* **OBJECTIVE**
Find the line that contains "Could you please indicate the front tire". Then set down that line and all the lines after it, to the end of the records, exactly and with nothing added.
* * * * * * *
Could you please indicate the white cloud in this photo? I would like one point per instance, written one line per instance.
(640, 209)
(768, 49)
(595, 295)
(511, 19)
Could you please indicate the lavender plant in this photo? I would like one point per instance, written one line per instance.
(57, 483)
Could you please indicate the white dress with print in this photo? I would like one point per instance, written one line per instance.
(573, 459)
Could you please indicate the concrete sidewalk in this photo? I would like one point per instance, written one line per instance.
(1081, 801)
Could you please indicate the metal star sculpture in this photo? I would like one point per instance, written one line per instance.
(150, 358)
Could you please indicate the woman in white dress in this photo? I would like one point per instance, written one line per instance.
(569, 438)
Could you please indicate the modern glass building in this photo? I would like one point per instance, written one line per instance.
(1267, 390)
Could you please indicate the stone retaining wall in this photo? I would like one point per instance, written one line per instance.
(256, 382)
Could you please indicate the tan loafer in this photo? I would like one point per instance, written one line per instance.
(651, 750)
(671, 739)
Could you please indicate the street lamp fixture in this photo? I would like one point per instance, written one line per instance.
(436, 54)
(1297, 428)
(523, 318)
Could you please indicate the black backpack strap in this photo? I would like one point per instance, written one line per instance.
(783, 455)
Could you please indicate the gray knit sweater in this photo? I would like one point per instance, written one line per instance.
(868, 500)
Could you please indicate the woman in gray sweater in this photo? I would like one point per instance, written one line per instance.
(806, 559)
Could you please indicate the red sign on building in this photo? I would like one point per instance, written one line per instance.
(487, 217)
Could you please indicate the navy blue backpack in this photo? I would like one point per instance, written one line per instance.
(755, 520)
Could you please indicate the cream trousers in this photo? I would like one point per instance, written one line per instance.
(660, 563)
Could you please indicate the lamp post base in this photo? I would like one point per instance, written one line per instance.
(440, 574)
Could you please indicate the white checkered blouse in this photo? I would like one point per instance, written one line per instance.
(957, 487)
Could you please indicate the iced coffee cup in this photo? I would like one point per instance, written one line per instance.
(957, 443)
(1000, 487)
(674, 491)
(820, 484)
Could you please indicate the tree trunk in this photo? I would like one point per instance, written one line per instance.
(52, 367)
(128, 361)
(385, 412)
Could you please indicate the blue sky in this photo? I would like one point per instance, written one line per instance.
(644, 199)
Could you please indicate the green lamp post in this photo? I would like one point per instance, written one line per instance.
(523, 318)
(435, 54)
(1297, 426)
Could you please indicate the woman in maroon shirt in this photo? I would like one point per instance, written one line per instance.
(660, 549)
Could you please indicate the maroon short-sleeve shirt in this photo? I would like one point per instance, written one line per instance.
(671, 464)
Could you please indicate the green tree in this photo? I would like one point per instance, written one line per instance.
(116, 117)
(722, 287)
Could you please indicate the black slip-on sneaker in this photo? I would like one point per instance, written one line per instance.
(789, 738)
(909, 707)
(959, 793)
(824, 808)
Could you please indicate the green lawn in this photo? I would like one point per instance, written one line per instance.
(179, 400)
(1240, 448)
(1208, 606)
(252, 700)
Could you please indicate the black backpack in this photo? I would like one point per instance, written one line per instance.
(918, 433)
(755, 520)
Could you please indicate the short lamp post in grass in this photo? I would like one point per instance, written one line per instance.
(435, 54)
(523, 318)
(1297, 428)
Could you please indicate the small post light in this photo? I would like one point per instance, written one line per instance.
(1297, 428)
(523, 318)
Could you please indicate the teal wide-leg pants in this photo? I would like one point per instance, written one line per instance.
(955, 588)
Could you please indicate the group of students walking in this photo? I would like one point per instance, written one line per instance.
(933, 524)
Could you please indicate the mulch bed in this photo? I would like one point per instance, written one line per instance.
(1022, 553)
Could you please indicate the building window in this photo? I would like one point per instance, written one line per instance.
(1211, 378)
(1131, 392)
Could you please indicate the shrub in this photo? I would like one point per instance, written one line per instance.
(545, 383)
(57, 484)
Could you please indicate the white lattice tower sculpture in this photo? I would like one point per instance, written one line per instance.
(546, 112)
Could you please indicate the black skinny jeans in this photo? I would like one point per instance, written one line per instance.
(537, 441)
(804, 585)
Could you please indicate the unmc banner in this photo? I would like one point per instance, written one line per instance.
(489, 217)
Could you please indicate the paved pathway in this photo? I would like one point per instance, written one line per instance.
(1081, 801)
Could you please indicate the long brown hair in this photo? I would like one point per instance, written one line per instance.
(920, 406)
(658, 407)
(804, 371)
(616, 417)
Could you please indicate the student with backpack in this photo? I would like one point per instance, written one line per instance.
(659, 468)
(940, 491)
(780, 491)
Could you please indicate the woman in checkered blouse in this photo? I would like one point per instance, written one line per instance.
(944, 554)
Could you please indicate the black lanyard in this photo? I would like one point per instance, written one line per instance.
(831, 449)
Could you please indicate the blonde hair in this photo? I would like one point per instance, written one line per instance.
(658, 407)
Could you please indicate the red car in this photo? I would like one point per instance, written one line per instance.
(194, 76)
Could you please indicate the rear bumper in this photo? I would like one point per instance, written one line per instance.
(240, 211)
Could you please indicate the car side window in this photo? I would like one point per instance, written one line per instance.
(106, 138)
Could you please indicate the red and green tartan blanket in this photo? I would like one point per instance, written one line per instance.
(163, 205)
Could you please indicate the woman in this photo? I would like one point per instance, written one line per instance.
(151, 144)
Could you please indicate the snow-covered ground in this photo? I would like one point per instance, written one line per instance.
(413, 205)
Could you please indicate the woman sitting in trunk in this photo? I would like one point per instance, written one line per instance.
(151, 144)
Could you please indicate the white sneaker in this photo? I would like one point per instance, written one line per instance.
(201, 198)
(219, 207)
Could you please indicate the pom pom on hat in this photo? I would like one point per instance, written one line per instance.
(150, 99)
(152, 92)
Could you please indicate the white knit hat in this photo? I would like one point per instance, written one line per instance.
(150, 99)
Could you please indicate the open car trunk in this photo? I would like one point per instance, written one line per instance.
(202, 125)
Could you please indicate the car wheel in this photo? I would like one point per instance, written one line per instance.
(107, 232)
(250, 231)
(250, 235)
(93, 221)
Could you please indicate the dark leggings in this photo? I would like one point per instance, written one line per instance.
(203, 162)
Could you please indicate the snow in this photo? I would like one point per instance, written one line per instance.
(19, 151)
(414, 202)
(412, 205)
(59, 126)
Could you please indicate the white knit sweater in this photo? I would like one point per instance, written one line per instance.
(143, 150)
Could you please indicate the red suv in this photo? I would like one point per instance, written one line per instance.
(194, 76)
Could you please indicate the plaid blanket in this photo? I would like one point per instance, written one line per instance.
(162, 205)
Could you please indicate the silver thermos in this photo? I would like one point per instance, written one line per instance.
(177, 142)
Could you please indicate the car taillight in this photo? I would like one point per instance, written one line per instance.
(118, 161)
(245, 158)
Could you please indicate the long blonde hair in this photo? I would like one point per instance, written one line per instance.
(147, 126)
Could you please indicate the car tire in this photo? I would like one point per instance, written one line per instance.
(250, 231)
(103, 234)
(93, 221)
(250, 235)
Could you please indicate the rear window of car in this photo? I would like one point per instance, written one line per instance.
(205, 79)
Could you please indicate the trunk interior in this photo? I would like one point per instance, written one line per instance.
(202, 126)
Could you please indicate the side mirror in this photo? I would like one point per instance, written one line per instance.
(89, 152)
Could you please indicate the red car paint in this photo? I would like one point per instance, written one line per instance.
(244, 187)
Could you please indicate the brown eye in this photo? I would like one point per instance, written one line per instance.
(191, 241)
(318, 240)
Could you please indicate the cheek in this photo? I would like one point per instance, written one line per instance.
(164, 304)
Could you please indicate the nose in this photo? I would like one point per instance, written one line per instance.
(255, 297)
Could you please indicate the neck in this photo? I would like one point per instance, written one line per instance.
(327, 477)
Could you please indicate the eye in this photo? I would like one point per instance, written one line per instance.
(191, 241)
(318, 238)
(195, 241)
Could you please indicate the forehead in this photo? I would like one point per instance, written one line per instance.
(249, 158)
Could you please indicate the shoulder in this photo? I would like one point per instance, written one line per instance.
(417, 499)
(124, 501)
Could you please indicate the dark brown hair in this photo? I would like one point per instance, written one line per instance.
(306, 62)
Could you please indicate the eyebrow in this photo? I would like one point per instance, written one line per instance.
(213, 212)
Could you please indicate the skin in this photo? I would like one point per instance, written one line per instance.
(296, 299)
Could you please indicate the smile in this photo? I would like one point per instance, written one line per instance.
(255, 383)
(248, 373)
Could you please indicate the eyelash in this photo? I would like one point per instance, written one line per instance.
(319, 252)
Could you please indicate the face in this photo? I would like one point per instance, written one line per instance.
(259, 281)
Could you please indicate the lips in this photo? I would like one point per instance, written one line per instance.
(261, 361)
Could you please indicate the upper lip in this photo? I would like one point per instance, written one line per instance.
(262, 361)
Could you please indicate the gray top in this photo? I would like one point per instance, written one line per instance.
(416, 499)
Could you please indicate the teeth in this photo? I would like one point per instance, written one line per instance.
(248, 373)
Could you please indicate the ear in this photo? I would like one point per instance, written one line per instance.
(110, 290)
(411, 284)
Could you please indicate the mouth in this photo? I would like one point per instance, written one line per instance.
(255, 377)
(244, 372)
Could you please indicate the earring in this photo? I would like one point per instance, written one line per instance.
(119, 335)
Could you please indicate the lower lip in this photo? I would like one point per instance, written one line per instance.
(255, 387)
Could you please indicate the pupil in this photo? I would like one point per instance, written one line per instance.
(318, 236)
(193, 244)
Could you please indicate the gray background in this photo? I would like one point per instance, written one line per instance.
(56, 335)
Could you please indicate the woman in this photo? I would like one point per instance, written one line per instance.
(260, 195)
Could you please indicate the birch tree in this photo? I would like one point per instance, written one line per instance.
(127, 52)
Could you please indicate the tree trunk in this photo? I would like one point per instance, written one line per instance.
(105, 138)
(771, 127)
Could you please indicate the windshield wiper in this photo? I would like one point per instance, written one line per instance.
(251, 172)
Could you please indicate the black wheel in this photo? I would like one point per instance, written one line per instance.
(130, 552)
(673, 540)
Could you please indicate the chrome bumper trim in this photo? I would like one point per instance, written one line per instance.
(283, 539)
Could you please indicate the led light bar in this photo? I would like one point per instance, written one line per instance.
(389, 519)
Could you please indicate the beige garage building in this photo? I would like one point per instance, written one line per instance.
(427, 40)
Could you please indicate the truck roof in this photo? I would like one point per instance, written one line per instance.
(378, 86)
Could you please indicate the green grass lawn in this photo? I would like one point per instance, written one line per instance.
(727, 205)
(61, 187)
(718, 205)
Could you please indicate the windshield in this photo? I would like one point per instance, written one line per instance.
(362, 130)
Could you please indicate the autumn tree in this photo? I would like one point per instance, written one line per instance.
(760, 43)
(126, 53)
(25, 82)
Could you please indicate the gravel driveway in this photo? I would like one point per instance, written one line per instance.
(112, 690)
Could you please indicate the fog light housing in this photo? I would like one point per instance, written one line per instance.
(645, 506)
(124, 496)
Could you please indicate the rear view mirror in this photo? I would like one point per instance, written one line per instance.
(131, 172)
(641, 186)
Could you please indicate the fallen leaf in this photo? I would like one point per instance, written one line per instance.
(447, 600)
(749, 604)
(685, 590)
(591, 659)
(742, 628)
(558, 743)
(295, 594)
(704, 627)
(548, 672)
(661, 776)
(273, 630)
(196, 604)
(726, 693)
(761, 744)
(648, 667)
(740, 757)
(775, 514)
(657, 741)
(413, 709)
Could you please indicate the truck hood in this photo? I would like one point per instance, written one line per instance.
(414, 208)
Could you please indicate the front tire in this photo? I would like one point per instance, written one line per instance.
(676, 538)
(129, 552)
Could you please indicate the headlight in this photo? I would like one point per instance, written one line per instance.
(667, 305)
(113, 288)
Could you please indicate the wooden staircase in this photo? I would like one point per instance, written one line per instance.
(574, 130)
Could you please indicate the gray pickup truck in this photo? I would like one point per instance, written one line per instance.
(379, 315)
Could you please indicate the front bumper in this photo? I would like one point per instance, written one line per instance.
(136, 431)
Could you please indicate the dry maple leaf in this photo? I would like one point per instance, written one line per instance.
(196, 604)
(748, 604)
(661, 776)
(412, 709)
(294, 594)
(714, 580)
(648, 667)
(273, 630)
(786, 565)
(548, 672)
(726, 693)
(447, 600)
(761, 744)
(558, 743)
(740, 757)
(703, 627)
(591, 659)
* * * * * * *
* **ANSWER TO THIS TASK**
Could you please indicate the front tire in this photo? I would like one point per instance, written one line per instance.
(676, 538)
(129, 552)
Could you please indicate the headlight in this photo? I would like one point per instance, written one line per instance.
(667, 305)
(113, 288)
Could you please indicate the wooden staircase in this photo? I would like one point per instance, written one line per instance.
(574, 130)
Could you please indicate the gray pickup truck in this photo? I would like one point per instance, written one line per instance.
(379, 315)
Could you please indicate the front bumper in this photo? I would like one point per instance, written one line per instance.
(136, 431)
Could you please indicate the dry maple leaf in this photo? I would like one point per instance, written one line per instance.
(196, 604)
(748, 604)
(661, 776)
(412, 709)
(294, 594)
(714, 580)
(648, 667)
(273, 630)
(786, 565)
(548, 672)
(726, 693)
(447, 600)
(761, 744)
(558, 743)
(740, 757)
(703, 627)
(591, 659)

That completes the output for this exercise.